▸ Task instructions
List every health concern the passage below on hydroquinone in vitamin E ingredients attributes to hydroquinone.

━━━━━ Document segment ━━━━━

Hydroquinone, one of the hidden ingredients
Tocopheryl Acetate is a chemical compound that consists of acetic acid and tocopherol (vitamin E). Overall, both Tocopherol and Tocopheryl Acetate are beneficial for the skin as they have strong anti-oxidant and anti-inflammatory properties. However, both Tocopherol and Tocopheryl Acetate are often produced synthetically using hydroquinone. If a manufacturer does not clean up a product, traces of hydroquinone will remain in the final product.
Hydroquinone is not currently recognized as a carcinogen; however, there is emerging evidence of its carcinogenic properties. In any event, it is an allergen, skin toxicant, and has been linked with other non-reproductive organs toxicity. There is no sure way to know if a product is contaminated with hydroquinone unless the manufacturer provides all the necessary information.
In my comparative study of baby wipes, I found that most baby wipes have some type of vitamin E, which, by its nature, may be contaminated. I penalized those brands by giving them lower ratings. I wish I did not have to and they provided more transparency around it. I hope some day they will.

━━━━━ Information supplied ━━━━━

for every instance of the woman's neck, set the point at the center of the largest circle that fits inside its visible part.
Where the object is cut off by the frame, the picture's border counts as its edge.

━━━━━

▸ Solution below
- Emerging evidence of carcinogenic properties
- It is an allergen.
- It is a skin toxicant.
- It has been linked with toxicity in other non-reproductive organs.